Records for this exercise:

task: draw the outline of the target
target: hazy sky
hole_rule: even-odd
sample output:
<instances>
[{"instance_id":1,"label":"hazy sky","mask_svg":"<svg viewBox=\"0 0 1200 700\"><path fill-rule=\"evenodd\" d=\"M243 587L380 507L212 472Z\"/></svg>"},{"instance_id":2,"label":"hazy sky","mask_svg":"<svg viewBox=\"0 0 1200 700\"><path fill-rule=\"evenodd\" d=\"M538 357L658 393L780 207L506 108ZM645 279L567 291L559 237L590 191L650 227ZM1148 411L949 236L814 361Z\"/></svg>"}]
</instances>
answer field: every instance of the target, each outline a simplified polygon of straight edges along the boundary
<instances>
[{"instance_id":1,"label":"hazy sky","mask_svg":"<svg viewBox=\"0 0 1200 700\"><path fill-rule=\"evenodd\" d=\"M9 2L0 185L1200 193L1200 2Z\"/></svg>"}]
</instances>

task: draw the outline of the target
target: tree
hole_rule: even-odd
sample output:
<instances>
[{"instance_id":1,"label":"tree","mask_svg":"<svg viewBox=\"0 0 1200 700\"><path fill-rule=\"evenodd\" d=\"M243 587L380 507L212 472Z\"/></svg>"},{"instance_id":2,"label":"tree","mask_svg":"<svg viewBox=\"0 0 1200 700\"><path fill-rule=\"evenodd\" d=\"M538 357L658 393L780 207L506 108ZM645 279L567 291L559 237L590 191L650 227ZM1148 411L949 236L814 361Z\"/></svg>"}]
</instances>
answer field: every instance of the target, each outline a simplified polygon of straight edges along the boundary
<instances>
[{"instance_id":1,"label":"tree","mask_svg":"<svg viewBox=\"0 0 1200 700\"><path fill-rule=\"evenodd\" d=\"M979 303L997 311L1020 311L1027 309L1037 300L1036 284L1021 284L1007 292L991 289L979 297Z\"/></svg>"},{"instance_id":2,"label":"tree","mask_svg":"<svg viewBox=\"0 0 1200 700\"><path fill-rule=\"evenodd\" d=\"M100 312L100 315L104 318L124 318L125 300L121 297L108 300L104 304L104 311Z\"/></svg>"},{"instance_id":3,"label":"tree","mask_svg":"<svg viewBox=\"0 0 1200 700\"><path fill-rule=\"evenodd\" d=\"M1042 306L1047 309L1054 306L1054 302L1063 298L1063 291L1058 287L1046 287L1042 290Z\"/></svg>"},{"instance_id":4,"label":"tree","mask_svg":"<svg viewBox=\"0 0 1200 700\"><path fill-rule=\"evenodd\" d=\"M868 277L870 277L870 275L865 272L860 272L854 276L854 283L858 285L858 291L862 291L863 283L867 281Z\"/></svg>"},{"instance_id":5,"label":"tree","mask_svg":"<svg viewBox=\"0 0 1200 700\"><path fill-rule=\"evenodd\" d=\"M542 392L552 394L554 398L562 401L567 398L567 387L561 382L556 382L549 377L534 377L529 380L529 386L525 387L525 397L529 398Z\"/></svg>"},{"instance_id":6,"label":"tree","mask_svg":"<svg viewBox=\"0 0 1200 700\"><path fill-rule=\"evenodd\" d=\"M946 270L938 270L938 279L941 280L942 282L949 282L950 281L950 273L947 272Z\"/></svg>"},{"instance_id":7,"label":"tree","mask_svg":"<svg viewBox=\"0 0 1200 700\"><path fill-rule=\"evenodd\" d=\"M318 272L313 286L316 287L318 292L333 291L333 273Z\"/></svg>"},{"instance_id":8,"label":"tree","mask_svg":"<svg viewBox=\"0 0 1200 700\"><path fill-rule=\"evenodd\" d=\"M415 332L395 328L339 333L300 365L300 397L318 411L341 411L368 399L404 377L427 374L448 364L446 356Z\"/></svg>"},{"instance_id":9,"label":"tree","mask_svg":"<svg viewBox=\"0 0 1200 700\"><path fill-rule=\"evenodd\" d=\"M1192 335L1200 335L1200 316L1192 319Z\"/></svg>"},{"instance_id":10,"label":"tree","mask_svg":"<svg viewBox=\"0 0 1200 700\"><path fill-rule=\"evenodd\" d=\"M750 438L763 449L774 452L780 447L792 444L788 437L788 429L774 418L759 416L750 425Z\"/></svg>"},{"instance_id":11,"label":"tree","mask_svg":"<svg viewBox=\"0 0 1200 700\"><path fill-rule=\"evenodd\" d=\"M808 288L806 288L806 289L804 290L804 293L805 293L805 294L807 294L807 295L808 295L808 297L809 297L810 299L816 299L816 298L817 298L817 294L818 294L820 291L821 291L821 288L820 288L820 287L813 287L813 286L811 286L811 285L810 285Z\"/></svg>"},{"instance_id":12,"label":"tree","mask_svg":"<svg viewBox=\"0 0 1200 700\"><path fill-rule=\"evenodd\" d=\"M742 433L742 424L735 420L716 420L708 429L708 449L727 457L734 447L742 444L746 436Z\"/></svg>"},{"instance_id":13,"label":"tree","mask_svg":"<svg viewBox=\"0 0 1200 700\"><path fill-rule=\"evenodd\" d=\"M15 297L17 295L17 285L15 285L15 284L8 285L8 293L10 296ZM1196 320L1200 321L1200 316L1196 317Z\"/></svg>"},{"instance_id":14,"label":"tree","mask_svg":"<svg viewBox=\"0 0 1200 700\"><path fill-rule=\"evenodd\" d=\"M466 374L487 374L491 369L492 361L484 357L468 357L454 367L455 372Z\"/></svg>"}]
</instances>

Task to carry out: Copy out each record, keeping every word as it is.

Output of the exercise:
task: draw the outline of the target
target: hazy sky
hole_rule: even-odd
sample output:
<instances>
[{"instance_id":1,"label":"hazy sky","mask_svg":"<svg viewBox=\"0 0 1200 700\"><path fill-rule=\"evenodd\" d=\"M243 587L380 507L212 472Z\"/></svg>"},{"instance_id":2,"label":"hazy sky","mask_svg":"<svg viewBox=\"0 0 1200 700\"><path fill-rule=\"evenodd\" d=\"M538 357L658 393L780 207L506 108ZM645 279L567 291L559 237L590 191L650 227ZM1148 411L949 236L814 361Z\"/></svg>"}]
</instances>
answer field: every instance of the target, each outline a simplified polygon of straight edges along the boundary
<instances>
[{"instance_id":1,"label":"hazy sky","mask_svg":"<svg viewBox=\"0 0 1200 700\"><path fill-rule=\"evenodd\" d=\"M9 2L0 185L1200 193L1200 2Z\"/></svg>"}]
</instances>

task: draw the outline of the target
target: tree
hole_rule: even-odd
sample output:
<instances>
[{"instance_id":1,"label":"tree","mask_svg":"<svg viewBox=\"0 0 1200 700\"><path fill-rule=\"evenodd\" d=\"M243 587L380 507L212 472Z\"/></svg>"},{"instance_id":2,"label":"tree","mask_svg":"<svg viewBox=\"0 0 1200 700\"><path fill-rule=\"evenodd\" d=\"M538 357L658 393L780 207L506 108ZM645 279L567 291L559 237L590 191L650 227ZM1148 411L949 236L814 361Z\"/></svg>"}]
</instances>
answer field: every instance of the target, each outline a simplified polygon of straight edges along the boundary
<instances>
[{"instance_id":1,"label":"tree","mask_svg":"<svg viewBox=\"0 0 1200 700\"><path fill-rule=\"evenodd\" d=\"M979 303L997 311L1020 311L1027 309L1037 300L1036 284L1021 284L1007 292L991 289L979 297Z\"/></svg>"},{"instance_id":2,"label":"tree","mask_svg":"<svg viewBox=\"0 0 1200 700\"><path fill-rule=\"evenodd\" d=\"M100 312L100 315L104 318L124 318L125 300L121 297L108 300L104 304L104 311Z\"/></svg>"},{"instance_id":3,"label":"tree","mask_svg":"<svg viewBox=\"0 0 1200 700\"><path fill-rule=\"evenodd\" d=\"M1042 306L1047 309L1054 306L1054 302L1063 298L1063 291L1058 287L1046 287L1042 290Z\"/></svg>"},{"instance_id":4,"label":"tree","mask_svg":"<svg viewBox=\"0 0 1200 700\"><path fill-rule=\"evenodd\" d=\"M868 277L870 277L870 275L865 272L860 272L854 276L854 283L858 285L858 291L862 291L863 283L867 281Z\"/></svg>"},{"instance_id":5,"label":"tree","mask_svg":"<svg viewBox=\"0 0 1200 700\"><path fill-rule=\"evenodd\" d=\"M542 392L552 394L554 398L562 401L567 398L567 387L561 382L556 382L549 377L534 377L529 380L529 386L525 387L525 397L529 398Z\"/></svg>"},{"instance_id":6,"label":"tree","mask_svg":"<svg viewBox=\"0 0 1200 700\"><path fill-rule=\"evenodd\" d=\"M946 270L938 270L938 279L941 280L942 282L949 282L950 281L950 273L947 272Z\"/></svg>"},{"instance_id":7,"label":"tree","mask_svg":"<svg viewBox=\"0 0 1200 700\"><path fill-rule=\"evenodd\" d=\"M318 272L313 286L316 287L318 292L333 291L333 273Z\"/></svg>"},{"instance_id":8,"label":"tree","mask_svg":"<svg viewBox=\"0 0 1200 700\"><path fill-rule=\"evenodd\" d=\"M415 332L395 328L339 333L300 365L300 397L318 411L341 411L368 399L404 377L427 374L448 364L446 356Z\"/></svg>"},{"instance_id":9,"label":"tree","mask_svg":"<svg viewBox=\"0 0 1200 700\"><path fill-rule=\"evenodd\" d=\"M1192 335L1200 335L1200 316L1192 319Z\"/></svg>"},{"instance_id":10,"label":"tree","mask_svg":"<svg viewBox=\"0 0 1200 700\"><path fill-rule=\"evenodd\" d=\"M750 438L763 449L774 452L780 447L792 444L788 437L788 429L774 418L759 416L750 425Z\"/></svg>"},{"instance_id":11,"label":"tree","mask_svg":"<svg viewBox=\"0 0 1200 700\"><path fill-rule=\"evenodd\" d=\"M808 288L806 288L806 289L804 290L804 293L805 293L805 294L807 294L807 295L808 295L808 297L809 297L810 299L816 299L816 298L817 298L817 294L818 294L820 291L821 291L821 288L820 288L820 287L813 287L813 286L811 286L811 285L810 285Z\"/></svg>"},{"instance_id":12,"label":"tree","mask_svg":"<svg viewBox=\"0 0 1200 700\"><path fill-rule=\"evenodd\" d=\"M742 433L742 424L735 420L716 420L708 429L708 449L727 457L734 447L742 444L746 436Z\"/></svg>"},{"instance_id":13,"label":"tree","mask_svg":"<svg viewBox=\"0 0 1200 700\"><path fill-rule=\"evenodd\" d=\"M15 297L17 295L17 285L15 285L15 284L8 285L8 293L10 296ZM1196 320L1200 321L1200 316L1196 317Z\"/></svg>"},{"instance_id":14,"label":"tree","mask_svg":"<svg viewBox=\"0 0 1200 700\"><path fill-rule=\"evenodd\" d=\"M466 374L487 374L491 369L492 361L484 357L468 357L454 367L455 372Z\"/></svg>"}]
</instances>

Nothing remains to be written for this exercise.